## Text segment

The 1960s –era of secrets and shame.
As I was learning to read, my Cubana mother, a castaway in Connecticut, slogged through Don Quijote de la Mancha, to earn her master’s degree in Spanish literature. Arriving on our doorstep from Spain, it was the thickest book I had ever seen and the hardest my mother had ever read. And so it was that my mother translated Cervantes’ antique tales for me at bedtime. It helped us both – my mother made decent progress on her homework, and I collected dozens of stories about the bumbling knight trapped in a fit of madness, or, as my mother said, una pesadilla – a nightmare. Don Quijote rode off into sunsets on Rocinante his noble steed, who in truth, was half-starving; the horse’s skin barely upholstered his ribs. He traveled with his illiterate squire turned sidekick, Sancho Panza, who was ample in body and spirit and remained ever so practical in a world that was al revés – upside down.
I took my mother’s version of Dulcinea to heart; Don Quijote’s dama was only beautiful to him. Fea, fea, fea –ugly, ugly, ugly – said my mother, who always needed to have the last word. Years later, I understood that Don Quijote’s swooning over Dulcinea acted out the well-worn aphorism that beauty is in the eye of the beholder. When I read parts of Cervantes’ novel in college, I was glad my mother had not told me that Dulcinea is offstage for the entire novel and that she was a figment of Don Quijote’s imagination. Or maybe my mother’s reading of Cervantes was not close enough, and she didn’t know.
I moved on from listening to stories of Don Quijote to reading lessons in Spanish with my mother. Spanish is straightforward; it’s read how it sounds. I quickly put together the consonants and vowels. My mother bought me an illustrated book of Spanish vocabulary, hoping my skills would translate into fluency. A es Para Arbol. A is for Tree the book began.
Reading arbol and other words in Spanish hailed a new era for my mother and me in which she thrilled to watch me absorbing her language. A few years later, I learned to read Hebrew’s serious black letters, which reminded me of squat, stern old-world grandfathers. In Hebrew, my reading life quite literally became al revés as I stumbled over the words written right to left. Like the Inuit, who have a hundred words for snow at the ready, it felt as if Hebrew had a hundred words for God.
In the end, I never learned why Johnny wet the bed. I never knew why I wet the bed. Many years later, a therapist told me nocturnal incontinence was a protest against my mother taking refuge with me in my twin bed after another explosive fight with my father. In the wake of those rows, I felt as if I were choking on smoke and suffocating under ash.

## Supplied data
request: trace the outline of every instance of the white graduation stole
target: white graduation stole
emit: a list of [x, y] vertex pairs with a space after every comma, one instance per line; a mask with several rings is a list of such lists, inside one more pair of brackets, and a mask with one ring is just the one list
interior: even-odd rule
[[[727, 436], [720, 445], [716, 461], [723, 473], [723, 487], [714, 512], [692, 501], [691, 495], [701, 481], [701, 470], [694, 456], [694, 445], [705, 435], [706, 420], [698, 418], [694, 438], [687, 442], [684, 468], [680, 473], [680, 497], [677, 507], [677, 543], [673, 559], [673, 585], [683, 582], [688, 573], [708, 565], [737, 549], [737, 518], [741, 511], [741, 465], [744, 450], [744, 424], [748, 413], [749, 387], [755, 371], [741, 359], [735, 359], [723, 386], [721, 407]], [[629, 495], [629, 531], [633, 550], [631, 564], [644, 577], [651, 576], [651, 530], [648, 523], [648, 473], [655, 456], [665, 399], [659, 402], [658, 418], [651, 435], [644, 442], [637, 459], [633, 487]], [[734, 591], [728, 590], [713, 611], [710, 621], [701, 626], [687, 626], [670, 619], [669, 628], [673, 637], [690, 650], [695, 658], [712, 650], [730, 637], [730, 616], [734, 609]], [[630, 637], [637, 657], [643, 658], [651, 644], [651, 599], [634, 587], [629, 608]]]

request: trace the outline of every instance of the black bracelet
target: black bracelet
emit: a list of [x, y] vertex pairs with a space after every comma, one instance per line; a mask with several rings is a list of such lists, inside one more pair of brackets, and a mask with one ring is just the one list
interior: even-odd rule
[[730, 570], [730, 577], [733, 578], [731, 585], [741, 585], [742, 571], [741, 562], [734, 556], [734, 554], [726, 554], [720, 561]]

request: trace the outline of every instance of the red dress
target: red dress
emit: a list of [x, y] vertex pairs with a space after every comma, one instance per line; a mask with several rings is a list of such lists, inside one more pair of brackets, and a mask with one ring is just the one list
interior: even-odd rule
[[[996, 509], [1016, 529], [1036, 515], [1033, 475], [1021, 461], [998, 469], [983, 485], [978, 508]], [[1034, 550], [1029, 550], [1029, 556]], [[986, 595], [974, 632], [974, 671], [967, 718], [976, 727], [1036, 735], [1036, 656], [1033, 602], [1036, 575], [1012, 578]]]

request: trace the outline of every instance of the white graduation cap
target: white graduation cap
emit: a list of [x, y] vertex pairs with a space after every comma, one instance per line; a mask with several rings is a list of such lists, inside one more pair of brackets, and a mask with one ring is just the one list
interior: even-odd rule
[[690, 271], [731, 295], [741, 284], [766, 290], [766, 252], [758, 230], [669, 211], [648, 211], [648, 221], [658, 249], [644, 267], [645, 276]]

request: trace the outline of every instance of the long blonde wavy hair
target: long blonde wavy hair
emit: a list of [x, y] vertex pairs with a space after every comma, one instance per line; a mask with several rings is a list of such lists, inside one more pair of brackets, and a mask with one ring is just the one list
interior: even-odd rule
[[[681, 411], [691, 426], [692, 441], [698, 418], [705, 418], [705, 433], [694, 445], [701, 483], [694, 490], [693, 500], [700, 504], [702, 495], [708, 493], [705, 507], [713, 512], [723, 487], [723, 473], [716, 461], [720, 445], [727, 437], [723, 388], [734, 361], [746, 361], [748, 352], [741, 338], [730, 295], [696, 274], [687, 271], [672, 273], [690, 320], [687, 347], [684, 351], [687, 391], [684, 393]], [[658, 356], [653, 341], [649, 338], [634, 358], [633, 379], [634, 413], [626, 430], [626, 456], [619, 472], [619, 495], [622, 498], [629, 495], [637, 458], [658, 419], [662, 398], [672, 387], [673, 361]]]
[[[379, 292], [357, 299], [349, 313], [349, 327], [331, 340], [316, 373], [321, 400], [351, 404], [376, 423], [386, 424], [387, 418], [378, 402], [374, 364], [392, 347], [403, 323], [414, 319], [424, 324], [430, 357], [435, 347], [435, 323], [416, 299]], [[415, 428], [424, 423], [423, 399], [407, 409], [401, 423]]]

## Work task
In the text about learning to read, what degree was the mother working toward when she read Don Quijote?

## Response area
A master's degree in Spanish literature.